WRITTEN EXERCISE A:
In the t-shirt printing thread, why does Rodney think a screen printer with a belt printer is a better choice than a local neighborhood printer?

TEXT SEGMENT start

# Need Help With Printing My Designs



## metzade (Feb 18, 2008)

Hey,
i have several designs created that i would like to print now, i have showed them to two diffrent tshirt compnays and they say they cant do it because my images are two big, please take a look at and guide me in the right direction thanks


----------



## DAGuide (Oct 2, 2006)

Met,

I think you forgot to post your designs. You might also want to have them mocked up on a t-shirt and let people know what the size of the design should be. Just a suggestion. 

There are dtg printers that can print 24" wide, but most of them are around 16" or less.

Mark


----------



## metzade (Feb 18, 2008)

yeah i had a problem attaching the designs, i have the tshirts mocked up already, any suggestions on how to attach it asks for the pics url when i browse to attach


----------



## Rodney (Nov 3, 2004)

metzade said:


> yeah i had a problem attaching the designs, i have the tshirts mocked up already, any suggestions on how to attach it asks for the pics url when i browse to attach


There is also an upload option when you go to attach files. The details are here: http://www.t-shirtforums.com/forum-information/t11206.html


----------



## HMD10 (Feb 17, 2008)

Send me your designs through e-mail at [email protected] and I will take a look


----------



## HMD10 (Feb 17, 2008)

We can printing images that are fairly large with our DTG printer


----------



## metzade (Feb 18, 2008)

thanks rodeny i get the designs attached now please review everybody and tell me what you guys think which direction should i be going in thanks


----------



## metzade (Feb 18, 2008)

here is another one the firsdt one didint come out that good


----------



## TeddyRocky (Mar 23, 2007)

You must find a belt printer. They normally have high minimums.


----------



## HMD10 (Feb 17, 2008)

I got your e-mail with the designs. You can screen print them, but you might want to look into a belt printer, but all the companies i have seen minimum of 144. Can you send me the original files and i see how they will setup on my press.


----------



## Rodney (Nov 3, 2004)

metzade said:


> thanks rodeny i get the designs attached now please review everybody and tell me what you guys think which direction should i be going in thanks


Check here for printers that can do that type of work: http://www.t-shirtforums.com/screen-printing/t8891.html


----------



## tpope (Oct 3, 2007)

I don't see the need for a belt printer. One can print these shirts in a simple jiffy clamp type press. Waterbase ink with a cat...


----------



## Rodney (Nov 3, 2004)

tpope said:


> I don't see the need for a belt printer. One can print these shirts in a simple jiffy clamp type press. Waterbase ink with a cat...


It's just more likely that a screen printer with a belt printer will know how to handle printing over seams and printing large prints than just your local neighborhood printer.

While it may seem easy to you, I've found that many screen printers don't know how to print that large and really aren't interested in learning based on the needs of their core clientèle


----------

TEXT SEGMENT end
ROWS start

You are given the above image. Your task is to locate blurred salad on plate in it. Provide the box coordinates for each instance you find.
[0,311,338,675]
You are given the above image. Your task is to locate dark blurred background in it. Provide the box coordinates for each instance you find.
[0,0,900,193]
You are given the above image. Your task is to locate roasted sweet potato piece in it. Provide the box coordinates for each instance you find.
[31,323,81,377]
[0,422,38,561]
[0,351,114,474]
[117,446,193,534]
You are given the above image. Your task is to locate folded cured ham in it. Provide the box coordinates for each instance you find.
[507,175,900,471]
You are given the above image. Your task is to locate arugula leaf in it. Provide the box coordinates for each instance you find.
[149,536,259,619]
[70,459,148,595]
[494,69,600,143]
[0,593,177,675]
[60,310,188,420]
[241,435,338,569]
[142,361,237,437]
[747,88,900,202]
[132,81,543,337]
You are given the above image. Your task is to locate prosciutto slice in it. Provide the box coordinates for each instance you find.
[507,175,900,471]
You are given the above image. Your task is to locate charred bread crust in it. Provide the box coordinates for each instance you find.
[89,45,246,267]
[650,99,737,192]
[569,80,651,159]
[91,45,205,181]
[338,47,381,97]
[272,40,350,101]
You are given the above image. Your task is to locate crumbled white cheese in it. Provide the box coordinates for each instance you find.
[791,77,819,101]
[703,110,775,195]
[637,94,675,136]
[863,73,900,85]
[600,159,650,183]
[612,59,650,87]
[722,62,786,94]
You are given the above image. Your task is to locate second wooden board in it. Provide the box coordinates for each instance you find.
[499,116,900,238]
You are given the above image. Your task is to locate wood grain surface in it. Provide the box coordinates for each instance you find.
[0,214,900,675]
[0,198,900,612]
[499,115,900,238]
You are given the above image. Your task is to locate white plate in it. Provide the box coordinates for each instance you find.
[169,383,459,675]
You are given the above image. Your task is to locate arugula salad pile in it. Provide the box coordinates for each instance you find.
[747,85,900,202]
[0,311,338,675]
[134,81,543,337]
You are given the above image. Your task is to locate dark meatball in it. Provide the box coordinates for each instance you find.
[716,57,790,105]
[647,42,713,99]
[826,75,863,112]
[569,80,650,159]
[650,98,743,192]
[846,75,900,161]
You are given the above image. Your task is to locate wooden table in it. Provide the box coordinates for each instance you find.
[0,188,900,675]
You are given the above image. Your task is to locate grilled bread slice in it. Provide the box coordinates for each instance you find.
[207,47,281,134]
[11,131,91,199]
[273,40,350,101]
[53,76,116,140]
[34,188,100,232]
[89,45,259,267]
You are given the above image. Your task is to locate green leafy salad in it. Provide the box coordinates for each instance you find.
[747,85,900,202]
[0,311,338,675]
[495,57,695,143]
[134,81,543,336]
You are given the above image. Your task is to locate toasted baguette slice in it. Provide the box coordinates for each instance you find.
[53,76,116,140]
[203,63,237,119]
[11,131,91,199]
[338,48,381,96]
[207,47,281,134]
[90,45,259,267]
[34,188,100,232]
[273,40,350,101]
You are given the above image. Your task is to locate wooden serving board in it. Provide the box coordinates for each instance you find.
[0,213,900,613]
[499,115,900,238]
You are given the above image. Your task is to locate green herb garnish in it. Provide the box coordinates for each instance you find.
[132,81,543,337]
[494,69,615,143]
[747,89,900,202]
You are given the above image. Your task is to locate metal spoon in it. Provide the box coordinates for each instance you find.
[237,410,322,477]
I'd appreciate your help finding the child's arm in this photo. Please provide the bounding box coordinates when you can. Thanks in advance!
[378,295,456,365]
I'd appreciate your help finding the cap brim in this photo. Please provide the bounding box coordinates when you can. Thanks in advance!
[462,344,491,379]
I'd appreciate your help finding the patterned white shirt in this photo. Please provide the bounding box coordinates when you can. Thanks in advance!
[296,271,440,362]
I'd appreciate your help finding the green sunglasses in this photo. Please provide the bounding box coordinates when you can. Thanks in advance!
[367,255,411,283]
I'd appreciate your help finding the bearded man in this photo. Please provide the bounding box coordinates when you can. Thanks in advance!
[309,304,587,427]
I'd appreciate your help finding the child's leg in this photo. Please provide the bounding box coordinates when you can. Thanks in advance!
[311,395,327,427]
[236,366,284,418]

ROWS end

WRITTEN EXERCISE B:
Can you copy the records starting with the line with "locate wooden table" and going on through the line with "[367,255,411,283]", changing "wooden" to "oak" and leaving everything else the same?

WRITTEN ANSWER A:
Rodney says a shop with a belt printer is more likely to know how to print large designs and how to print over seams. In his experience, many screen printers don't know how to print that large. They also aren't interested in learning, because their core clientele doesn't need it.

WRITTEN ANSWER B:
You are given the above image. Your task is to locate oak table in it. Provide the box coordinates for each instance you find.
[0,188,900,675]
You are given the above image. Your task is to locate grilled bread slice in it. Provide the box coordinates for each instance you find.
[207,47,281,134]
[11,131,91,199]
[273,40,350,101]
[53,76,116,140]
[34,188,100,232]
[89,45,259,267]
You are given the above image. Your task is to locate green leafy salad in it. Provide the box coordinates for each instance you find.
[747,85,900,202]
[0,311,338,675]
[495,57,695,143]
[134,81,543,336]
You are given the above image. Your task is to locate toasted baguette slice in it. Provide the box coordinates for each instance you find.
[53,76,116,140]
[203,63,237,119]
[11,131,91,199]
[338,48,381,96]
[207,47,281,134]
[90,45,259,267]
[34,188,100,232]
[273,40,350,101]
You are given the above image. Your task is to locate oak serving board in it. Provide the box coordinates for each instance you find.
[0,213,900,613]
[499,115,900,238]
You are given the above image. Your task is to locate green herb garnish in it. Provide the box coordinates for each instance you find.
[132,81,543,337]
[494,69,615,143]
[747,89,900,202]
You are given the above image. Your task is to locate metal spoon in it. Provide the box coordinates for each instance you find.
[237,410,322,477]
I'd appreciate your help finding the child's arm in this photo. Please provide the bounding box coordinates when you can. Thanks in advance!
[378,295,456,365]
I'd appreciate your help finding the cap brim in this photo. Please provide the bounding box coordinates when you can. Thanks in advance!
[462,344,491,379]
I'd appreciate your help finding the patterned white shirt in this photo. Please provide the bounding box coordinates when you can. Thanks in advance!
[296,271,440,362]
I'd appreciate your help finding the green sunglasses in this photo. Please provide the bounding box coordinates when you can. Thanks in advance!
[367,255,411,283]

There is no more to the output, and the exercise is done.